◆ RECORDS SHOWN ◆
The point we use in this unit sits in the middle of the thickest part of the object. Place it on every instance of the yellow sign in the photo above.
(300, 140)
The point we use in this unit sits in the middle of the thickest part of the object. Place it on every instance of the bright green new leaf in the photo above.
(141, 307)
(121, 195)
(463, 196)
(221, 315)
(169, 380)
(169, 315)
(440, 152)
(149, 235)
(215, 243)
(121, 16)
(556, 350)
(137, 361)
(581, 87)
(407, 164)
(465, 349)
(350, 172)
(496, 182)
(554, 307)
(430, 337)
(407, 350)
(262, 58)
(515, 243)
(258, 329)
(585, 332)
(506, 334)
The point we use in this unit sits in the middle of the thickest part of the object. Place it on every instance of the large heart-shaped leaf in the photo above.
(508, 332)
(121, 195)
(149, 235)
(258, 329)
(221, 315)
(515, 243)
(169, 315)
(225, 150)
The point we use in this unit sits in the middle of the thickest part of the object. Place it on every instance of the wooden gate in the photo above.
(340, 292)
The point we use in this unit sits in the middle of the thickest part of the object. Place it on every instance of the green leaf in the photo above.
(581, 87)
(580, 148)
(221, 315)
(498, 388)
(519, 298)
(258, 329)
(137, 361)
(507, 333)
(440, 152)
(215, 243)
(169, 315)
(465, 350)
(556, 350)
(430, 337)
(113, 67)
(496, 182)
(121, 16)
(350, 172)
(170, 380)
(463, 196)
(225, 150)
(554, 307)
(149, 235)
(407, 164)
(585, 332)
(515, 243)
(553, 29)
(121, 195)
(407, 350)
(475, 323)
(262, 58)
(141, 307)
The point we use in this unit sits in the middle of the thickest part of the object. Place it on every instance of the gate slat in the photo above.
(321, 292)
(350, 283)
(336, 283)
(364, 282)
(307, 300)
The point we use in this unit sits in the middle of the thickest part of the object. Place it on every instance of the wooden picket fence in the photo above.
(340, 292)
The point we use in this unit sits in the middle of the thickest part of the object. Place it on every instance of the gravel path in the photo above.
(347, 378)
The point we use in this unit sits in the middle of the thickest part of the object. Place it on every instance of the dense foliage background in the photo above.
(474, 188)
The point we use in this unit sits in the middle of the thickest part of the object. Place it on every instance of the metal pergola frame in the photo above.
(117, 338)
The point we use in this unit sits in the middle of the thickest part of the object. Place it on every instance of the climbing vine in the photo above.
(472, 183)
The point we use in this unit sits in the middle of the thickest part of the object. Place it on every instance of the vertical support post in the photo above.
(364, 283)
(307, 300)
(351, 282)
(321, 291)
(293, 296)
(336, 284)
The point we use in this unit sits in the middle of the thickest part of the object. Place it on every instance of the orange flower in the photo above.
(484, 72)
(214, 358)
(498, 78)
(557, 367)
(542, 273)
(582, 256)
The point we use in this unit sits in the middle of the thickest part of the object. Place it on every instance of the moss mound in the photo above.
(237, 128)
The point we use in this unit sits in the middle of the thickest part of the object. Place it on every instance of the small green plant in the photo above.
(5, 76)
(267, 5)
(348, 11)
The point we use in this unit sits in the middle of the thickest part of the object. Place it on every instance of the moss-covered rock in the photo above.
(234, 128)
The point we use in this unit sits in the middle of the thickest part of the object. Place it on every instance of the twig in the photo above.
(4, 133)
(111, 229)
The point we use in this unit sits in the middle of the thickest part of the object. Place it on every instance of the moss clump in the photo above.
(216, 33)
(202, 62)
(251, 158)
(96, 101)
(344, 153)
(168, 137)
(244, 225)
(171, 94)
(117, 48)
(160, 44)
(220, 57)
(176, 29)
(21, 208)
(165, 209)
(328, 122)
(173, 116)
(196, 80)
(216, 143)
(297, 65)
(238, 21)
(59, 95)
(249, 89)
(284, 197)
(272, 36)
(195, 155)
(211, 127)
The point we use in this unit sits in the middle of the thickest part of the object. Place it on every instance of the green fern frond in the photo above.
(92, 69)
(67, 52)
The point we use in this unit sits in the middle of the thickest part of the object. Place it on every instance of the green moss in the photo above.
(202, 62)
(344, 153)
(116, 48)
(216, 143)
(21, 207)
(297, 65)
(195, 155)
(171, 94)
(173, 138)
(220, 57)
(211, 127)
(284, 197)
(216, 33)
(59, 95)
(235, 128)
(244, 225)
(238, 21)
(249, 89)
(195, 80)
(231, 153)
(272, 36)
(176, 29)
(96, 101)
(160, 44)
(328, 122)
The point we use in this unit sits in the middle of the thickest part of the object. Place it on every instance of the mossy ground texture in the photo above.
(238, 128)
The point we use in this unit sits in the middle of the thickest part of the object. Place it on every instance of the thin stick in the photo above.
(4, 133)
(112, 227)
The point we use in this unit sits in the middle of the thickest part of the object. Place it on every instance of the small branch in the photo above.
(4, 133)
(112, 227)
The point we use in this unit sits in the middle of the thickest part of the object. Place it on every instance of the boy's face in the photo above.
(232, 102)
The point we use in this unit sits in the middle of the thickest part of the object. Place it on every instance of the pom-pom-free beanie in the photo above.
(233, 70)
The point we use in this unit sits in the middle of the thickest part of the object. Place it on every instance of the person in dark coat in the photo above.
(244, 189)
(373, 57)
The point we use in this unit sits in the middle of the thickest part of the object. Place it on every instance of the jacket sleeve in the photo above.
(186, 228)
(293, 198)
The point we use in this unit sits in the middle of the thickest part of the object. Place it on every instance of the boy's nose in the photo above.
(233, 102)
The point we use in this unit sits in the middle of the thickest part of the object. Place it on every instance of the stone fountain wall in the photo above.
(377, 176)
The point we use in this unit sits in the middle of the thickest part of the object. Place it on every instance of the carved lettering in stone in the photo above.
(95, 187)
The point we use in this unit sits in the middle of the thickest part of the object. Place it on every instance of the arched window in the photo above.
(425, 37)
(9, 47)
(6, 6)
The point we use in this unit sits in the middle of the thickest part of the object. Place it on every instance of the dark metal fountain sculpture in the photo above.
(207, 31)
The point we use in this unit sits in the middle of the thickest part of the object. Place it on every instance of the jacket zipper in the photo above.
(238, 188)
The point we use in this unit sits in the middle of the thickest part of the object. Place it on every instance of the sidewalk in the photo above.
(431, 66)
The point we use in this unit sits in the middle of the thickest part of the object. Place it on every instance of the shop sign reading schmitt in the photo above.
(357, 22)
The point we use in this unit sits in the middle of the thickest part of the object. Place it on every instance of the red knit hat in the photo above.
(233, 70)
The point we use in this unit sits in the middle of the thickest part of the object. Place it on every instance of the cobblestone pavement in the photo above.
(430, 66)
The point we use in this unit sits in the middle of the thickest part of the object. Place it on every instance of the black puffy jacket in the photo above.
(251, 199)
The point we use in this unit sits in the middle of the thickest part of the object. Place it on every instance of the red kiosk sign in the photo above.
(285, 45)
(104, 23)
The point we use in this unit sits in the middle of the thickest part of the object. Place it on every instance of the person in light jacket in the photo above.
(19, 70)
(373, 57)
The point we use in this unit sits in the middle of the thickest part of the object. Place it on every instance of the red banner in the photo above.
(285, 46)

◆ TO DO ◆
Output only the lines from the one holding "sculpture in the photo above." through the last line above, exactly as they appear.

◆ TASK RESULT ◆
The point we use in this unit sits in the middle of the thickest part of the object. Place it on every instance of the dark metal fountain sculpture in the photo above.
(207, 31)
The point we use in this unit sits in the middle of the thickest part of the object. Place it on every instance of the jacket zipper in the photo above.
(238, 188)
The point we use in this unit sits in the middle of the thickest part of the object. Place it on every instance of the sidewalk in the photo above.
(431, 66)
The point we use in this unit sits in the middle of the thickest part of the object. Place it on every instance of the shop sign reading schmitt in the photo above.
(357, 22)
The point we use in this unit sits in the middle of the thickest part of the object. Place it on every instance of the red knit hat in the photo above.
(233, 70)
The point we use in this unit sits in the middle of the thickest part of the object. Place it on every instance of the cobblestone pavement in the photo above.
(430, 66)
The point we use in this unit sits in the middle of the thickest part of the object. Place it on every instance of the black puffy jacket in the photo above.
(251, 199)
The point we use in this unit sits in the middle of the thickest part of the object. Place it on every instance of the red kiosk sign in the photo above.
(285, 45)
(104, 23)
The point we use in this unit sits in the middle of the thickest part of the object. Place it on every instance of the person in light jacket in the photo above.
(19, 70)
(373, 57)
The point we use in this unit sits in the middle of the thickest part of the object. Place it on every instance of the red banner in the photo above.
(285, 46)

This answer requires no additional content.